__Passage provided__:
┄┄┄┄┄┄
Get the tasks living in your head out, because they’re taking up space.

  • 14:29 My brain dump today was six pages long, because there are so many things that need to be done. A lot of those things, like Christopher said, are never-ending projects. With those things, I have an hour and a half block when I work on those things every single week. It feels like your’e just chipping away, like you’re not getting anywhere, but any kind of progress is progress. I do the same thing that Ben does with the tetras stuff. I know exactly what needs to be done and I know which projects I’m going to be working on, so I insert those projects into those work blocks. That way, I know exactly what I’m doing every single day.
  • 15:16 I keep a running list of the things I need to be working on for the day, but I have a whole schedule printed out that will say, “Writing block 1, for fiction. Writing block 2, for non-fiction. Writing block 3, for fiction finals,” as opposed to rough drafts. It’s very detailed, but it helps me stay on track. The advantage that I have over Ben is that the stuff I do is pretty much the same every week. I’m not doing client work. I have a client right now that I’m working with, but that doesn’t really have a place in my schedule.
┄┄┄┄┄┄
__Objectives__:
A - Recast the paragraph of the productivity passage that begins "My brain dump today was six pages long" as a short bulleted list that keeps its main facts.
B - Retype the productivity passage between "Get the tasks" and "every single day.", inclusive.
The records that come after the productivity passage have no connection to it.

Dataset rows showing where objects appear
┄┄┄┄┄┄
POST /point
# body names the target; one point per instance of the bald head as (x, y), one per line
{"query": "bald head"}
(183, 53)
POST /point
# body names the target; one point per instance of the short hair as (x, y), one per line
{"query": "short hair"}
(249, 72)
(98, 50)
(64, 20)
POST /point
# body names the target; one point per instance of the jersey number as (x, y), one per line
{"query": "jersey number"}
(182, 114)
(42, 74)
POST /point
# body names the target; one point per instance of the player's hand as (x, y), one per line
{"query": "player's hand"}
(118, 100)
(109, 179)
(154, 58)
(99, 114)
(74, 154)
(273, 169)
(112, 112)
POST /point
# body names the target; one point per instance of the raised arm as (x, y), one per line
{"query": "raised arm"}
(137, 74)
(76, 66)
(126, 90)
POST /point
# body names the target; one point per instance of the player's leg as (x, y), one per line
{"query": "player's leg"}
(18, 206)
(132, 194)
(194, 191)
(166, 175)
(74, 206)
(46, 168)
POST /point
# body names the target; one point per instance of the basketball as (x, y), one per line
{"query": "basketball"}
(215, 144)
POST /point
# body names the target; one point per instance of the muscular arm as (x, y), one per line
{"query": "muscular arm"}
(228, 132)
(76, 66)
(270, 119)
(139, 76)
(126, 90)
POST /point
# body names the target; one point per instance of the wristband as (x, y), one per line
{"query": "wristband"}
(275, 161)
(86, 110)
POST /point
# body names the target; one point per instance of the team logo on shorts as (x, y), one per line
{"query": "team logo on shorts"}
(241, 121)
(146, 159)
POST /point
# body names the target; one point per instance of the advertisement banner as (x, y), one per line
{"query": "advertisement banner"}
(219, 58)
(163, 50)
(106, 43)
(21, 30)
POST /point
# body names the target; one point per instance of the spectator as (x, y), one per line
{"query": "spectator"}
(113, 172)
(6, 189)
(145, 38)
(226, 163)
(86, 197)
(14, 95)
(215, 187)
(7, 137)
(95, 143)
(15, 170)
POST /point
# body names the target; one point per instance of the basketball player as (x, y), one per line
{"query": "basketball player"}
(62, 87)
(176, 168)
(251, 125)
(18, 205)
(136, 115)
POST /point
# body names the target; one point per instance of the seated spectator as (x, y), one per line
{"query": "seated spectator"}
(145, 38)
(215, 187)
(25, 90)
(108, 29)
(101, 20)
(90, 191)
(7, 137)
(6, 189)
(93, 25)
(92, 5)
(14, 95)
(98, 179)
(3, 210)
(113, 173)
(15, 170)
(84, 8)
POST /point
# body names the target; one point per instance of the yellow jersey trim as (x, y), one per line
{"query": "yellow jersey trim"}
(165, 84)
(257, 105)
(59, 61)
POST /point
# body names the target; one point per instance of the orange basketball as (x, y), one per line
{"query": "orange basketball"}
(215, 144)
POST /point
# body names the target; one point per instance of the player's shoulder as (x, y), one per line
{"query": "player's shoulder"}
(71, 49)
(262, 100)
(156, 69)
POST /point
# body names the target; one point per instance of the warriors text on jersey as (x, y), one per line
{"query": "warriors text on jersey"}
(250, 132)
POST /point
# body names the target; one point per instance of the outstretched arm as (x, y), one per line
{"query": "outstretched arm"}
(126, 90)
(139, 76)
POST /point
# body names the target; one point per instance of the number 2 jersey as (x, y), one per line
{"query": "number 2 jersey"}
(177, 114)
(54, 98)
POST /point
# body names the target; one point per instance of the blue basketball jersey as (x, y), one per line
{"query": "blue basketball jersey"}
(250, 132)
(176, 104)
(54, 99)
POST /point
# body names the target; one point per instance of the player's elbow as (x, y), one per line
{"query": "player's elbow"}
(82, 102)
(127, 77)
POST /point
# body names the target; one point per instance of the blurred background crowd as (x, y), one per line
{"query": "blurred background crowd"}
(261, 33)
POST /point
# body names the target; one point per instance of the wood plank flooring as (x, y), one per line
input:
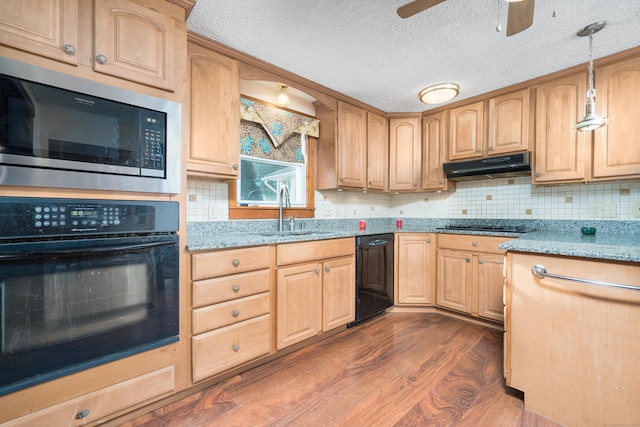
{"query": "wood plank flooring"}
(398, 369)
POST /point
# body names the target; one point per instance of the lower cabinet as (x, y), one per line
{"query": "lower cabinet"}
(470, 275)
(92, 408)
(415, 271)
(315, 288)
(231, 320)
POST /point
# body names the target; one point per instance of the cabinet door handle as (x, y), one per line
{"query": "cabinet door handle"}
(83, 414)
(69, 49)
(541, 272)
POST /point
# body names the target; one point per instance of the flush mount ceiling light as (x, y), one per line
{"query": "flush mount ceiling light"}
(591, 121)
(283, 96)
(439, 93)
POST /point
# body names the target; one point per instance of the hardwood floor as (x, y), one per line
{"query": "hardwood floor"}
(399, 369)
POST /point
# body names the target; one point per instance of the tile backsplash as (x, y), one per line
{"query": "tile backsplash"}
(513, 198)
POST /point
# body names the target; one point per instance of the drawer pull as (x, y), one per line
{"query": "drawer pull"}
(82, 414)
(541, 272)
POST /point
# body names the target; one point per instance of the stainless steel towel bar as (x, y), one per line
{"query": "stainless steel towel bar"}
(541, 272)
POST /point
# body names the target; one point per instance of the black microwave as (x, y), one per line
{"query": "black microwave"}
(58, 130)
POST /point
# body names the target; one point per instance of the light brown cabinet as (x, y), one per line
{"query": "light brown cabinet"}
(405, 145)
(466, 131)
(415, 272)
(510, 123)
(231, 309)
(560, 152)
(470, 275)
(352, 146)
(434, 153)
(571, 347)
(214, 113)
(377, 152)
(614, 153)
(315, 288)
(130, 41)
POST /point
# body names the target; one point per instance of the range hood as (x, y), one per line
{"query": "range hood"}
(490, 167)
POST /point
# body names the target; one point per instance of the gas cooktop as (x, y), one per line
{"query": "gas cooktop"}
(483, 227)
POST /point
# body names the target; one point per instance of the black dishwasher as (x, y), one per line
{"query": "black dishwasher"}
(374, 275)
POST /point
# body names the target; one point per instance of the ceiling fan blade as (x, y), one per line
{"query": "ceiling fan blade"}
(520, 16)
(416, 6)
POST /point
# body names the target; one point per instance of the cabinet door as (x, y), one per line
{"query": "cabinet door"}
(44, 27)
(134, 43)
(338, 293)
(404, 153)
(561, 153)
(299, 298)
(416, 269)
(377, 152)
(509, 123)
(614, 156)
(352, 146)
(434, 152)
(214, 143)
(466, 131)
(455, 280)
(490, 286)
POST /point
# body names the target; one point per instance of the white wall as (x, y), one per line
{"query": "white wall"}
(513, 198)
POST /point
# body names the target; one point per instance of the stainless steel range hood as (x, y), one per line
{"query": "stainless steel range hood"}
(490, 167)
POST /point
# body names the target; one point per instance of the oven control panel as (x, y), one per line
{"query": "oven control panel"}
(26, 217)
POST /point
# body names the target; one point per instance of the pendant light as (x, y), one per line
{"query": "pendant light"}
(591, 121)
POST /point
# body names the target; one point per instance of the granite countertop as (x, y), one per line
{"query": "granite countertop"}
(614, 240)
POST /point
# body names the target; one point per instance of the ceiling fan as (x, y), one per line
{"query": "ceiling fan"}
(520, 13)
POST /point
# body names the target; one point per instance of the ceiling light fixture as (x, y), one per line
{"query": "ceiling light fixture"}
(439, 93)
(283, 96)
(591, 121)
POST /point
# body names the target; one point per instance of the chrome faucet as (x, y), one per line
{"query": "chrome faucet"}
(283, 199)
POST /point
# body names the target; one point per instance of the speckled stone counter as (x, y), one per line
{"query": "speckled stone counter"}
(614, 240)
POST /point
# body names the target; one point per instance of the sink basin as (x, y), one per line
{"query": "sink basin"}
(292, 233)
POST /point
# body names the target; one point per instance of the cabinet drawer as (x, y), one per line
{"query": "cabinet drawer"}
(222, 263)
(94, 407)
(213, 291)
(231, 346)
(293, 253)
(226, 313)
(468, 242)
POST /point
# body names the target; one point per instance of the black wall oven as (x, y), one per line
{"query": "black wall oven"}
(82, 283)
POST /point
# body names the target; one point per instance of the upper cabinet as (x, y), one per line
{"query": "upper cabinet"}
(130, 41)
(134, 43)
(377, 152)
(466, 131)
(509, 123)
(405, 145)
(214, 113)
(45, 27)
(434, 153)
(352, 150)
(352, 146)
(615, 154)
(560, 150)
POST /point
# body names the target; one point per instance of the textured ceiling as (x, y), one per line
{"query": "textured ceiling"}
(363, 49)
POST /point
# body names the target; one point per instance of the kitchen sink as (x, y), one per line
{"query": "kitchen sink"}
(292, 233)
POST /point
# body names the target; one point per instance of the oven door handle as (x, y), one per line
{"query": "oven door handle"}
(95, 250)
┄┄┄┄┄┄
__Problem solutions__:
A -
- Today's brain dump ran six pages because so many things need to be done.
- As Christopher said, many of those things are never-ending projects.
- A block of an hour and a half is set aside every week for working on them.
- The work can feel like chipping away without getting anywhere, but any progress is progress.
- As Ben does with the tetras stuff, the speaker knows exactly what needs to be done and which projects to work on, and inserts those projects into the work blocks.
- As a result, the speaker knows exactly what to do every single day.

B -
Get the tasks living in your head out, because they’re taking up space.

  • 14:29 My brain dump today was six pages long, because there are so many things that need to be done. A lot of those things, like Christopher said, are never-ending projects. With those things, I have an hour and a half block when I work on those things every single week. It feels like your’e just chipping away, like you’re not getting anywhere, but any kind of progress is progress. I do the same thing that Ben does with the tetras stuff. I know exactly what needs to be done and I know which projects I’m going to be working on, so I insert those projects into those work blocks. That way, I know exactly what I’m doing every single day.